### Work request
Your response should be the lines from the one holding "Give an outline for every instance of the ski" to the last line of the data below, copied exactly and with no additions.

[Stored items]
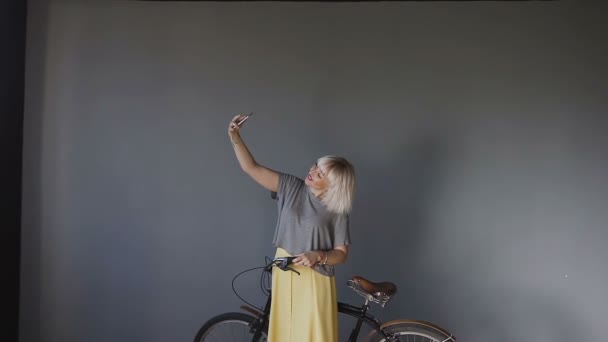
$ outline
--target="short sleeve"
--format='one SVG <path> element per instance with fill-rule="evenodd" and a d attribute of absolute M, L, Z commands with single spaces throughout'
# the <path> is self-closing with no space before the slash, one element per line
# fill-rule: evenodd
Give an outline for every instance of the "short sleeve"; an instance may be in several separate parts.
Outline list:
<path fill-rule="evenodd" d="M 277 201 L 293 198 L 302 185 L 304 181 L 298 177 L 280 172 L 278 189 L 276 192 L 271 191 L 270 197 Z"/>
<path fill-rule="evenodd" d="M 338 215 L 334 224 L 334 248 L 343 245 L 350 245 L 350 226 L 349 216 Z"/>

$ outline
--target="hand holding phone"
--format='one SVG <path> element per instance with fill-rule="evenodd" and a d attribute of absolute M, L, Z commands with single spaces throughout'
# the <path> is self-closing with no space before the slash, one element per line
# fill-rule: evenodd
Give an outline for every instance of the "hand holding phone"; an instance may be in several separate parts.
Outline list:
<path fill-rule="evenodd" d="M 253 115 L 253 112 L 247 114 L 241 121 L 239 121 L 239 122 L 236 123 L 237 126 L 240 127 L 243 124 L 243 122 L 247 121 L 247 119 L 249 119 L 249 117 L 252 116 L 252 115 Z"/>
<path fill-rule="evenodd" d="M 228 133 L 233 134 L 238 132 L 241 129 L 241 125 L 249 119 L 249 117 L 253 115 L 253 113 L 249 113 L 247 115 L 239 114 L 232 118 L 230 121 L 230 125 L 228 125 Z"/>

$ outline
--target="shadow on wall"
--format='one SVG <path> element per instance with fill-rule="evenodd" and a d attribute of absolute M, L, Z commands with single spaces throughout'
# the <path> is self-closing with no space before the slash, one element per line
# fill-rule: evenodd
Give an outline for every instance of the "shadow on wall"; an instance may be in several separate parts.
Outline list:
<path fill-rule="evenodd" d="M 410 141 L 384 165 L 356 165 L 359 184 L 351 220 L 353 248 L 340 273 L 397 284 L 398 295 L 379 314 L 383 321 L 438 317 L 432 298 L 445 289 L 431 282 L 433 271 L 425 267 L 424 256 L 432 251 L 421 250 L 421 241 L 431 229 L 429 202 L 446 159 L 446 142 L 441 139 Z M 342 289 L 341 294 L 344 292 Z M 349 300 L 358 303 L 359 297 Z"/>
<path fill-rule="evenodd" d="M 337 269 L 338 299 L 357 306 L 363 303 L 363 298 L 345 286 L 354 275 L 373 282 L 394 282 L 398 294 L 387 307 L 371 305 L 370 313 L 381 321 L 423 318 L 418 308 L 424 301 L 418 294 L 412 295 L 412 287 L 428 278 L 424 263 L 416 259 L 419 241 L 428 227 L 426 201 L 439 163 L 445 158 L 441 142 L 430 137 L 410 139 L 384 163 L 372 164 L 365 155 L 351 158 L 357 173 L 350 220 L 353 244 L 348 262 Z M 341 340 L 349 336 L 354 323 L 340 315 Z M 368 332 L 364 326 L 360 337 Z"/>
<path fill-rule="evenodd" d="M 43 306 L 42 285 L 46 278 L 41 263 L 43 245 L 43 125 L 46 104 L 49 27 L 48 0 L 28 4 L 25 61 L 26 89 L 23 118 L 23 174 L 21 214 L 21 276 L 19 294 L 19 336 L 21 341 L 40 341 Z M 30 32 L 35 33 L 30 33 Z"/>
<path fill-rule="evenodd" d="M 430 267 L 430 256 L 443 253 L 441 246 L 428 246 L 436 245 L 430 233 L 439 227 L 432 217 L 441 208 L 441 192 L 446 191 L 448 167 L 455 158 L 450 151 L 453 144 L 447 135 L 426 136 L 410 141 L 385 165 L 356 165 L 359 185 L 351 220 L 353 248 L 338 274 L 339 298 L 362 302 L 343 286 L 346 279 L 359 274 L 397 284 L 392 302 L 373 310 L 385 322 L 427 320 L 469 342 L 588 338 L 582 322 L 570 317 L 560 298 L 516 284 L 480 282 L 483 270 L 458 273 Z M 350 328 L 341 325 L 341 335 Z"/>

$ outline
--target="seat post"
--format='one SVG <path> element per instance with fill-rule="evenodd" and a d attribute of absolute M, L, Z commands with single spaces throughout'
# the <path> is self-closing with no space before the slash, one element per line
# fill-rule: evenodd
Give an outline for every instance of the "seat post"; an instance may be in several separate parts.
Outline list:
<path fill-rule="evenodd" d="M 357 324 L 355 325 L 355 328 L 350 333 L 350 336 L 348 337 L 348 341 L 354 342 L 357 340 L 357 336 L 359 336 L 359 331 L 361 330 L 361 326 L 363 325 L 363 320 L 365 319 L 367 310 L 369 310 L 368 304 L 369 304 L 369 299 L 365 298 L 365 303 L 363 303 L 363 306 L 361 307 L 361 316 L 359 316 L 359 319 L 357 320 Z"/>

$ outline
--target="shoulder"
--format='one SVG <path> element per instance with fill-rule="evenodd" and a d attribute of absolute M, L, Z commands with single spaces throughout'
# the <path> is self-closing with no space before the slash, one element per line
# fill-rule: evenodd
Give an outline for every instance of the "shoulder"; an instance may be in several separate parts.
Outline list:
<path fill-rule="evenodd" d="M 306 186 L 304 180 L 290 175 L 288 173 L 279 172 L 279 186 L 276 192 L 271 192 L 270 195 L 273 199 L 278 199 L 282 196 L 292 197 L 296 193 Z"/>
<path fill-rule="evenodd" d="M 279 173 L 279 182 L 285 186 L 297 187 L 304 184 L 304 180 L 288 173 Z"/>

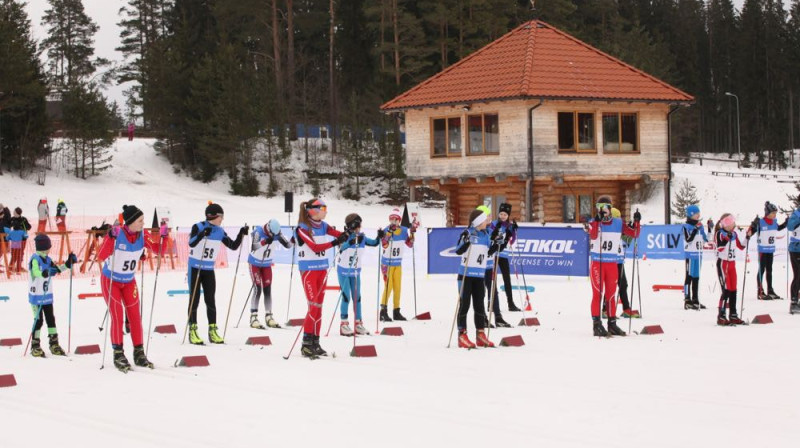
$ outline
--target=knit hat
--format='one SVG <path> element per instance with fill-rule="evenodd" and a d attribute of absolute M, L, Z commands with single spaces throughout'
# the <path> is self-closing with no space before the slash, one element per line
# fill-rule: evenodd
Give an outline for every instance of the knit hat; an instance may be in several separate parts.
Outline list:
<path fill-rule="evenodd" d="M 125 225 L 131 225 L 134 221 L 139 219 L 140 216 L 144 215 L 141 210 L 139 210 L 135 205 L 123 205 L 122 206 L 122 220 Z"/>
<path fill-rule="evenodd" d="M 619 212 L 618 208 L 612 208 L 611 209 L 611 217 L 612 218 L 620 218 L 620 217 L 622 217 L 622 213 Z"/>
<path fill-rule="evenodd" d="M 764 203 L 764 216 L 767 216 L 770 213 L 777 211 L 778 211 L 778 206 L 776 206 L 772 202 L 767 201 Z"/>
<path fill-rule="evenodd" d="M 214 219 L 219 215 L 224 215 L 224 214 L 225 212 L 222 210 L 221 205 L 208 201 L 208 207 L 206 207 L 206 218 Z"/>
<path fill-rule="evenodd" d="M 498 213 L 505 212 L 505 213 L 508 213 L 510 215 L 511 214 L 511 204 L 509 204 L 507 202 L 503 202 L 502 204 L 500 204 L 500 207 L 497 209 L 497 211 L 498 211 Z"/>
<path fill-rule="evenodd" d="M 358 213 L 350 213 L 344 218 L 344 227 L 347 230 L 356 230 L 361 227 L 361 216 Z"/>
<path fill-rule="evenodd" d="M 603 195 L 597 198 L 598 204 L 611 204 L 611 196 Z"/>
<path fill-rule="evenodd" d="M 700 213 L 700 207 L 695 205 L 695 204 L 692 204 L 692 205 L 686 207 L 686 217 L 687 218 L 691 218 L 692 216 L 697 215 L 699 213 Z"/>
<path fill-rule="evenodd" d="M 36 252 L 44 252 L 50 250 L 50 247 L 52 247 L 50 237 L 43 233 L 36 235 L 36 238 L 33 239 L 33 243 L 36 245 Z"/>
<path fill-rule="evenodd" d="M 17 208 L 15 208 L 15 209 L 14 209 L 14 213 L 16 213 L 16 214 L 18 214 L 18 215 L 22 216 L 22 209 L 21 209 L 21 208 L 19 208 L 19 207 L 17 207 Z"/>
<path fill-rule="evenodd" d="M 278 235 L 281 233 L 281 223 L 275 218 L 270 219 L 266 227 L 267 230 L 269 230 L 269 233 L 272 235 Z"/>
<path fill-rule="evenodd" d="M 479 205 L 479 206 L 475 207 L 475 210 L 480 210 L 480 211 L 482 211 L 483 213 L 486 213 L 486 216 L 487 216 L 487 217 L 489 217 L 489 216 L 492 214 L 492 210 L 489 208 L 489 206 L 488 206 L 488 205 L 485 205 L 485 204 L 484 204 L 484 205 Z"/>
<path fill-rule="evenodd" d="M 393 208 L 392 213 L 389 213 L 389 219 L 403 219 L 403 214 L 400 213 L 399 208 Z"/>

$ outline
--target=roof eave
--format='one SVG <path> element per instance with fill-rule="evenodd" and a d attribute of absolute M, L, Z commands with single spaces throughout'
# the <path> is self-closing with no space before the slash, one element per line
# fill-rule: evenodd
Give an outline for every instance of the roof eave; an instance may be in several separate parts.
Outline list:
<path fill-rule="evenodd" d="M 458 105 L 469 105 L 474 103 L 486 103 L 489 101 L 515 101 L 515 100 L 545 100 L 545 101 L 604 101 L 614 103 L 663 103 L 671 105 L 691 106 L 696 101 L 694 97 L 691 99 L 652 99 L 652 98 L 600 98 L 600 97 L 579 97 L 579 96 L 513 96 L 513 97 L 498 97 L 498 98 L 478 98 L 474 100 L 460 100 L 448 101 L 444 103 L 430 103 L 430 104 L 415 104 L 413 106 L 401 107 L 385 107 L 381 106 L 383 113 L 405 112 L 411 109 L 426 109 L 432 107 L 447 107 Z"/>

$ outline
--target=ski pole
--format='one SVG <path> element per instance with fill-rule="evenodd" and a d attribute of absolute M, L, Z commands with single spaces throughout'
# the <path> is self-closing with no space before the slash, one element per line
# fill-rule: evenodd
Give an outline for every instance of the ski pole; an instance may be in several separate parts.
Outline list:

### Completed exercise
Give an outline for every instance of the ski pole; an instance may be in several separate parts.
Outline list:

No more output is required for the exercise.